Что нужно сделать >>
a) Чем Александра Ивановна поила всех в кухне, согласно воспоминаниям об Архангельске?
b) Перечислите все причины, которые, как сказано в воспоминаниях об Архангельске, не загоняли крестьян в этот город.

Текст для чтения >>
▼

Наводнившие Архангельск толпы бездомных, голодных и больных крестьян, загнанных сюда не мором и не вражеским нашествием, не стихийным бедствием, а своей "кровн-ой" рабоче-крестьянской властью – вот тот основной фон, на котором отложились мои воспоминания о жизни в этом городе. ...Как ни бессильны были помочь наводнившей улицы нужде такие обнищавшие горожане, как мои хозяева, они не могли от нее отгородиться. Сострадательная Анна Ивановна что ни день приводила к себе обогреться влачившихся по обледенелым мосткам бездомных, особенно пронзивших ее сердце.
В кухню заходили, стуча одеревенелой обувью, и рассаживались по лавкам и на полу ссутуленные, заиндевевшие мужики, укутанные в тряпье, с обмороженными лицами и окоченевшими пальцами; бабы с детьми, смахивавшими на маленьких покойников: потухшие, неподвижные глаза, обтянутые прозрачной кожей худенькие лица... Иногда их набиралось шесть-восемь человек, и они загромождали тесную кухню. Темная, бесформенная куча, навалившаяся на чистенький домик с еще не угасшим, греющим очагом. Глыбы горя и обреченности...
Они оттаивали понемногу. Но и согреваясь, оставались точно придавленными жерновом. Разве кто вдруг отчаянно, непоправимо закашляет. В кухне распространялся сильный запах заношенной, грязной одежды, йисело тягостное молчание. Александра Ивановна всех поила кипятком. Часто не выдерживала – совала ребенку ломтик сберегаемого на ужин хлеба. И с тревогой поглядывала на стрелки ходиков.

▲

Исходные данные >>
▼

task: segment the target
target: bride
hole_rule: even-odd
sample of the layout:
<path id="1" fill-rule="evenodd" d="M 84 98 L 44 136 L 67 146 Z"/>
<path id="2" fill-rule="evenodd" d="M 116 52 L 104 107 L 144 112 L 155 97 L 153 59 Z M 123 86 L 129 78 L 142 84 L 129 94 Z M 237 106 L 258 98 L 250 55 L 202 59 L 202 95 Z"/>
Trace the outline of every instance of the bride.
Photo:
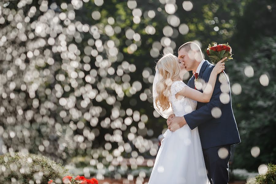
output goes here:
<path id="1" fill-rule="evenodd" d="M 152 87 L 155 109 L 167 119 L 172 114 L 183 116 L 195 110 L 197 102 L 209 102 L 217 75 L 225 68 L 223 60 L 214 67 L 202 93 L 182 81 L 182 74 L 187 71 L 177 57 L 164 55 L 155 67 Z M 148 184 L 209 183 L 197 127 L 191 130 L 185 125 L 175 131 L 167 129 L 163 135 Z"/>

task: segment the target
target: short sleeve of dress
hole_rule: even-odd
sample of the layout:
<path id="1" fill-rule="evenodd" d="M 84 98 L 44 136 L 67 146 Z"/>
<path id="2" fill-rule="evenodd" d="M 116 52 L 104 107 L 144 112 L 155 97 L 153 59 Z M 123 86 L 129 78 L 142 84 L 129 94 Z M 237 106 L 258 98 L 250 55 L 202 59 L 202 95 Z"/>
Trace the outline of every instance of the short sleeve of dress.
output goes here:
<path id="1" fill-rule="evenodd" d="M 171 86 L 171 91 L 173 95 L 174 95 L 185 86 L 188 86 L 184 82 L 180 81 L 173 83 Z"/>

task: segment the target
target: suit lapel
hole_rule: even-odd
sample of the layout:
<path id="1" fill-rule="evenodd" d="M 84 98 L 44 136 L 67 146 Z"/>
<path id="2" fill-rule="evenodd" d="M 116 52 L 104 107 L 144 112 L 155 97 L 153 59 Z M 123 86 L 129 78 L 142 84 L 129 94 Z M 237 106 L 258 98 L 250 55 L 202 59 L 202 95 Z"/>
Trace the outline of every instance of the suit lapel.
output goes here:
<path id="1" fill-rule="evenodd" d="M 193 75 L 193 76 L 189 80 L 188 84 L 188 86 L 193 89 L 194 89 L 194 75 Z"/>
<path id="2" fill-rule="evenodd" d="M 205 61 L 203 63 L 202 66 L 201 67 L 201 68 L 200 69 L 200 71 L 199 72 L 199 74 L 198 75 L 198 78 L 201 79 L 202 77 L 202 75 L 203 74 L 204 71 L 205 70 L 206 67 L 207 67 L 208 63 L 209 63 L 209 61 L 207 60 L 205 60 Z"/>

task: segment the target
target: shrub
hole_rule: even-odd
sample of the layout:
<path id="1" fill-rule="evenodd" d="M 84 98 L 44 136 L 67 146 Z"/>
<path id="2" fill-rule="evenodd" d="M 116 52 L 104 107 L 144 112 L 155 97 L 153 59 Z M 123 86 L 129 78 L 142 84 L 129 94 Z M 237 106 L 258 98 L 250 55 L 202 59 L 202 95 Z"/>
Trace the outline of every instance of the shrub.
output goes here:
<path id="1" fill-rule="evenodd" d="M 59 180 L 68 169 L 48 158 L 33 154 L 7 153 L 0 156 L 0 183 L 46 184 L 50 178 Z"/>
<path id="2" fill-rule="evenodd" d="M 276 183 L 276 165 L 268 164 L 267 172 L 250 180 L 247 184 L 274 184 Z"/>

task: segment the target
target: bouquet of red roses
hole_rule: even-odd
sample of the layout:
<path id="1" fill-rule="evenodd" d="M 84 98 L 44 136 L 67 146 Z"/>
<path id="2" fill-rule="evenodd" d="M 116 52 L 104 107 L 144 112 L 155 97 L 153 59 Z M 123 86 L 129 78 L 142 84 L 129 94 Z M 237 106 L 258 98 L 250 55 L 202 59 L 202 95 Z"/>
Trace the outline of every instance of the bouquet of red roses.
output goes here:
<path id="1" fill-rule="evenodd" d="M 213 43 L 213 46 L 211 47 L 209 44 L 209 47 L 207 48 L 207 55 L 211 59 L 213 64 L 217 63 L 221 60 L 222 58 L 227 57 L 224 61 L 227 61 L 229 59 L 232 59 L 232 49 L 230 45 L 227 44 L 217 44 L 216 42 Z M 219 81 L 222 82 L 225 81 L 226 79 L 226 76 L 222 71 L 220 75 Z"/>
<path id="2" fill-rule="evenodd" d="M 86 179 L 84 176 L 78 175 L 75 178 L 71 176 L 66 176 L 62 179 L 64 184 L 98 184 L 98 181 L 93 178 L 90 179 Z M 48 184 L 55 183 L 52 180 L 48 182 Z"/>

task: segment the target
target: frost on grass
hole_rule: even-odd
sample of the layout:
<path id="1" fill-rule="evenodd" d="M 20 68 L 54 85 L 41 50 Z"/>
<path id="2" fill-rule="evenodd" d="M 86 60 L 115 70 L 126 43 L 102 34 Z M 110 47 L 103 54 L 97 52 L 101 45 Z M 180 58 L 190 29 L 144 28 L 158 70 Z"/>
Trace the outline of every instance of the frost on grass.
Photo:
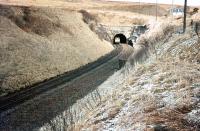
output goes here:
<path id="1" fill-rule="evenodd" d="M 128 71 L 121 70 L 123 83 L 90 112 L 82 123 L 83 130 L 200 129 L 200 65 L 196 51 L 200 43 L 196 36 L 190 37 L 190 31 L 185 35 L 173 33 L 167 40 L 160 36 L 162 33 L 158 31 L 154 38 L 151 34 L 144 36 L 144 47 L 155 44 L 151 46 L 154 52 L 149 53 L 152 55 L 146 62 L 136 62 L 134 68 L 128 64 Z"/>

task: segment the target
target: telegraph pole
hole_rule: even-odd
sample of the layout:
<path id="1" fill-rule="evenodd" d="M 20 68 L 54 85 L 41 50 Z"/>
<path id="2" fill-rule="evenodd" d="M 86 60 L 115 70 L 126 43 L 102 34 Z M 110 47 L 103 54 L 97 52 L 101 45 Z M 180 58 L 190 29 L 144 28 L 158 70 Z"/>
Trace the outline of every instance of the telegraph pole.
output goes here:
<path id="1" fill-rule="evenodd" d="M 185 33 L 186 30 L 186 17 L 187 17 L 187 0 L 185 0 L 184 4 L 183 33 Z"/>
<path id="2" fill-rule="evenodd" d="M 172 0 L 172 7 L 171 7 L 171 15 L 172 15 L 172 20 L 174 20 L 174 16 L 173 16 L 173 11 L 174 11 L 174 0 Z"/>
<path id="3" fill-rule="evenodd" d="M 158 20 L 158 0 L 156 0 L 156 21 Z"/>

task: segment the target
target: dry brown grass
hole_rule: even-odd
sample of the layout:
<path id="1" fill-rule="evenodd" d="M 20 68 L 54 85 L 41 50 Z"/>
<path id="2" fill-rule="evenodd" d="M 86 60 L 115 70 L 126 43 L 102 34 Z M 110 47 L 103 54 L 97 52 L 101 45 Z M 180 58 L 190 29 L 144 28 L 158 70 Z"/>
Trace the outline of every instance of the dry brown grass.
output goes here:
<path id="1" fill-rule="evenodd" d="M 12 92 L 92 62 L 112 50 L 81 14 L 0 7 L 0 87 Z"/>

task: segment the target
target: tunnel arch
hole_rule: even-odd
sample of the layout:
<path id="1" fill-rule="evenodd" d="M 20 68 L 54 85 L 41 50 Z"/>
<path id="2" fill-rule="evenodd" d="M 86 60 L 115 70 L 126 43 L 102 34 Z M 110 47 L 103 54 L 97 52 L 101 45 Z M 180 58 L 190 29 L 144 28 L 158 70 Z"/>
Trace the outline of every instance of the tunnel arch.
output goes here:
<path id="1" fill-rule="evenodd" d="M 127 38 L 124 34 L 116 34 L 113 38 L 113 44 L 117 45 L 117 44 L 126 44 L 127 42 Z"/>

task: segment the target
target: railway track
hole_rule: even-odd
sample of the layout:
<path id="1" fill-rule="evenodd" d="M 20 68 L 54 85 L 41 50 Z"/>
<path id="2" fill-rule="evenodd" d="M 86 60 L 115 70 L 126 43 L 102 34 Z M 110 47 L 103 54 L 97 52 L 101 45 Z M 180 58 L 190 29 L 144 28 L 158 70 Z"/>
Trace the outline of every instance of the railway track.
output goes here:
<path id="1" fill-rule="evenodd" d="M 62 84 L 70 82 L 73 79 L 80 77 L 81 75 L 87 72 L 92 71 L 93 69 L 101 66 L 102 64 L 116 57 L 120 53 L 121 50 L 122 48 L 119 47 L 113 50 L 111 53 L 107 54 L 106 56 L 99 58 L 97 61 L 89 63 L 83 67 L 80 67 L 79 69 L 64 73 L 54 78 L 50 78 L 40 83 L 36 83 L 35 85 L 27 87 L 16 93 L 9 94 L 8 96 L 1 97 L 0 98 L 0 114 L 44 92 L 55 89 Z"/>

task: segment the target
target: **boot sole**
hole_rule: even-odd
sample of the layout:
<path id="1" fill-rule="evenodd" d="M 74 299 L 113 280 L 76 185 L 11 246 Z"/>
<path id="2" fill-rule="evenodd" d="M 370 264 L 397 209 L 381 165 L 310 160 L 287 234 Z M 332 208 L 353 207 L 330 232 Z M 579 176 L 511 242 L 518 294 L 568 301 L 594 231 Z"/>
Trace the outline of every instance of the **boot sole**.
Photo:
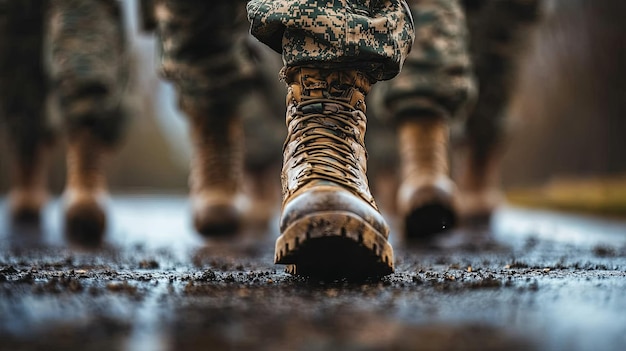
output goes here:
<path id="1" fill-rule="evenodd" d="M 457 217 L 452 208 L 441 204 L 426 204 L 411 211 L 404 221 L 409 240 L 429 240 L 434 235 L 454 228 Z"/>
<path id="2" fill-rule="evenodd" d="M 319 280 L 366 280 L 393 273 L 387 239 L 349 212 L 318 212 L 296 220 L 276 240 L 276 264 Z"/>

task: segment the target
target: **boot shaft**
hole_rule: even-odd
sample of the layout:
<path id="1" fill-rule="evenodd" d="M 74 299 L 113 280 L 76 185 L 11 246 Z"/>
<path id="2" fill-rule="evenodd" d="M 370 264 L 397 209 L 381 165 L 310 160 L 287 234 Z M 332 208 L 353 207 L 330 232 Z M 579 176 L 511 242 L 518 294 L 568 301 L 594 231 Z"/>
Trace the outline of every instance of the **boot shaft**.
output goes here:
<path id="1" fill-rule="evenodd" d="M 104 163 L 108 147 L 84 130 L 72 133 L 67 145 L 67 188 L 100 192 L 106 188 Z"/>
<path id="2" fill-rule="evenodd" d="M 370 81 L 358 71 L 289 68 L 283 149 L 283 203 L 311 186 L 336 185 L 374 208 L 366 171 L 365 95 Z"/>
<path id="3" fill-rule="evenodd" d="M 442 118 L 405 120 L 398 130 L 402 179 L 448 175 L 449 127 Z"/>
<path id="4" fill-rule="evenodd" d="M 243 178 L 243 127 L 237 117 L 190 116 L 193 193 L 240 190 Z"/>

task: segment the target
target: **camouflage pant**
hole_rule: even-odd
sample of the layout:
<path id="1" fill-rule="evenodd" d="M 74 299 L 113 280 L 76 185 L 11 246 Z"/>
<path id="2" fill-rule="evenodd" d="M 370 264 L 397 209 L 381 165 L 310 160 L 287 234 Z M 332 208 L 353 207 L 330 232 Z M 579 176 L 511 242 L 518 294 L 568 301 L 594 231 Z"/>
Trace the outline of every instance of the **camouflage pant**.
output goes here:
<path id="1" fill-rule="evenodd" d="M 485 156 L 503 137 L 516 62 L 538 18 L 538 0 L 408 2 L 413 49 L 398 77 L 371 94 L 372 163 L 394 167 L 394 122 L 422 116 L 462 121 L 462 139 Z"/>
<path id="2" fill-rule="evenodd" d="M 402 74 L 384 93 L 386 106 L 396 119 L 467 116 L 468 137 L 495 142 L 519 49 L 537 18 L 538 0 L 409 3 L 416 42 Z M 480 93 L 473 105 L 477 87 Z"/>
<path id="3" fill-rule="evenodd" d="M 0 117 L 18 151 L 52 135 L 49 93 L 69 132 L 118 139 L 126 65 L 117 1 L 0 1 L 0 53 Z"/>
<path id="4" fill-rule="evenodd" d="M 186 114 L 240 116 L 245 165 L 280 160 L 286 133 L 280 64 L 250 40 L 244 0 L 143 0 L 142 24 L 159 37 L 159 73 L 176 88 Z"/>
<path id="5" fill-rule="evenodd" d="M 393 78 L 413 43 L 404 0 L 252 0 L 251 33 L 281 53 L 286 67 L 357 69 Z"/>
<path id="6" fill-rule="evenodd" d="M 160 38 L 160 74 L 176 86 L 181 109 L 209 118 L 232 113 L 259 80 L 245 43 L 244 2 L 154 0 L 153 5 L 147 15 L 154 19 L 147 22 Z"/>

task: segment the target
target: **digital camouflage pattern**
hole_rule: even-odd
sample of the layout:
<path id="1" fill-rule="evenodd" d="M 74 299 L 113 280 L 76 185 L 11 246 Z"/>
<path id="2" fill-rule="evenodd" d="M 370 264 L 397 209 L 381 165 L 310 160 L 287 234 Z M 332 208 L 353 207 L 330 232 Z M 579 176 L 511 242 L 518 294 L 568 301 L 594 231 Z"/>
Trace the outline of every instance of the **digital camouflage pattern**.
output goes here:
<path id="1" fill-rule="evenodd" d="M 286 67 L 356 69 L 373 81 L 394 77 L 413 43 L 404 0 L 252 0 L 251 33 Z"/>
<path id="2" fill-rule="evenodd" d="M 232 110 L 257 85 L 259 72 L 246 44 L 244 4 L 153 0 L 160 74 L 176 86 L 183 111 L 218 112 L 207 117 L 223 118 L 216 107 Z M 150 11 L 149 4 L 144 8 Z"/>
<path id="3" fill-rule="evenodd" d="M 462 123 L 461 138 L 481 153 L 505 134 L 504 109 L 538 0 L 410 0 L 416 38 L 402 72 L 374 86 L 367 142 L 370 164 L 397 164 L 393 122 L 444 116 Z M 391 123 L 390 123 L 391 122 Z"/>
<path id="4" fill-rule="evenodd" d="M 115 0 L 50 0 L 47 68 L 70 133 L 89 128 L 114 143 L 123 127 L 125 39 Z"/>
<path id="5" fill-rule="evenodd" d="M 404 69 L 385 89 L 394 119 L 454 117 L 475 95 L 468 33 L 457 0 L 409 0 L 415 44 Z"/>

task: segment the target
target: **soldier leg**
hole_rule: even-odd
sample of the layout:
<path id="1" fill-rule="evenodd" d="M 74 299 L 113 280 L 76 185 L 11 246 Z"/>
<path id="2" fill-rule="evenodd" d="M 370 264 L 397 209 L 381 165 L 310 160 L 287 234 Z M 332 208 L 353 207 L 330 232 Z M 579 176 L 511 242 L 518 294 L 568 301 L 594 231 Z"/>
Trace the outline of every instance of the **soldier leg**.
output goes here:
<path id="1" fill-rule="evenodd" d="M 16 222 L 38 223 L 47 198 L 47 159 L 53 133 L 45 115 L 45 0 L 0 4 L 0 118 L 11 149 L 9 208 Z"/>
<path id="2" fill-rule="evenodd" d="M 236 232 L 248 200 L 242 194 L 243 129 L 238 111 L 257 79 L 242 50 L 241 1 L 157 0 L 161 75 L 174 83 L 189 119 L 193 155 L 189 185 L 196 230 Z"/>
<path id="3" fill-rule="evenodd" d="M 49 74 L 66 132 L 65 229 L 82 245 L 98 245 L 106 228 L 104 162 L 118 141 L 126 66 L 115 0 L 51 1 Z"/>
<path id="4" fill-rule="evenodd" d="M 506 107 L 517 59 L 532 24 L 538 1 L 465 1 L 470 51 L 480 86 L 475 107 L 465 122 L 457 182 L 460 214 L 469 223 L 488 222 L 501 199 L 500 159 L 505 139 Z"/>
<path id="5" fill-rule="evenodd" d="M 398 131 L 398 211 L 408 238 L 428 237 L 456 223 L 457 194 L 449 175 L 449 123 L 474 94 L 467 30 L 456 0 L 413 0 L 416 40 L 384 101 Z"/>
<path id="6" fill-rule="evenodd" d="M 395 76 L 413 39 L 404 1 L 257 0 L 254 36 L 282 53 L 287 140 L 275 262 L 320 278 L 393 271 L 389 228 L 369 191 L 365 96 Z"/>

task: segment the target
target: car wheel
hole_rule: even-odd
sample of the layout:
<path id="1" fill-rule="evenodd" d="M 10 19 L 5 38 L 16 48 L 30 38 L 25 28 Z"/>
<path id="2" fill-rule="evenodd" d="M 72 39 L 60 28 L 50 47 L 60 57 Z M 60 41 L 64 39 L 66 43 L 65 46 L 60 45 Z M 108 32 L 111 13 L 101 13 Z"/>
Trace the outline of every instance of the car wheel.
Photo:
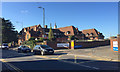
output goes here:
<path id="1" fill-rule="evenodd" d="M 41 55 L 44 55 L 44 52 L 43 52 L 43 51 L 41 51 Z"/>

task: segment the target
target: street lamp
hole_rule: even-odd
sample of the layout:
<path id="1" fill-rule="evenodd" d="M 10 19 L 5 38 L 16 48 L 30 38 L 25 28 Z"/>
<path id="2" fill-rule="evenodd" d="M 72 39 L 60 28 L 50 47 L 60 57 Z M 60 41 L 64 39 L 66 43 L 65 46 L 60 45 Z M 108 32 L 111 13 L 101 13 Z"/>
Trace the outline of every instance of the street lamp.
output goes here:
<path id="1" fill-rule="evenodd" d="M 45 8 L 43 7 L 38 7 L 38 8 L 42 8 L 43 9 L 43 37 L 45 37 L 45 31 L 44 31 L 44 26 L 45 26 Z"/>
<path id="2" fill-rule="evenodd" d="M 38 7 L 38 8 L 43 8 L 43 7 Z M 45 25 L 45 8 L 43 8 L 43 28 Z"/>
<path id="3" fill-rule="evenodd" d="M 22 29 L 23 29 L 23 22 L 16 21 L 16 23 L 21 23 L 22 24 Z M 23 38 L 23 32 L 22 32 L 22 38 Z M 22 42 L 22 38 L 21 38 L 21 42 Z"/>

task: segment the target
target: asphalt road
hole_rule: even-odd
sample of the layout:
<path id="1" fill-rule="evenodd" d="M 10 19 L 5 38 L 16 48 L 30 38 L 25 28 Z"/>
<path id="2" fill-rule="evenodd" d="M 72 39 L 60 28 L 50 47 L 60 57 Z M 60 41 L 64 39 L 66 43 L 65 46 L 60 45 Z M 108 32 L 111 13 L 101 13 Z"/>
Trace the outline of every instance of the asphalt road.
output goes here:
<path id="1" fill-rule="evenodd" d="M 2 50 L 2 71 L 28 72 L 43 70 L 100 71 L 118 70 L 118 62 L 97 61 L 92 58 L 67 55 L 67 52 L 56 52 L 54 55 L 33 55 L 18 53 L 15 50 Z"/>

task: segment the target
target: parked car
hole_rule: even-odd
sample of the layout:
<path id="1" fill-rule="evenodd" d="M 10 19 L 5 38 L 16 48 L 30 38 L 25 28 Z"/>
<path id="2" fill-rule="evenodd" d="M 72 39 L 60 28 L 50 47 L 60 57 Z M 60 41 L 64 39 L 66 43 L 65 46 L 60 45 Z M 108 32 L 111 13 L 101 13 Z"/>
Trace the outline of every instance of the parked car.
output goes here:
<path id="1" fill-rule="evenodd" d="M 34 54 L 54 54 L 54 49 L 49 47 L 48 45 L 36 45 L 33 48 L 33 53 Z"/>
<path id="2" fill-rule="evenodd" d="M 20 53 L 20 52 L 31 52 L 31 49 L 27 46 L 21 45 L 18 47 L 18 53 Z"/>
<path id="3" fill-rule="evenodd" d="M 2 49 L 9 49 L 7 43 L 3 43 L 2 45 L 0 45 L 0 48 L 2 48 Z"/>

▲

Ожидаемые ответы >>
a) Кипятком.

b) Мор, вражеское нашествие, стихийное бедствие.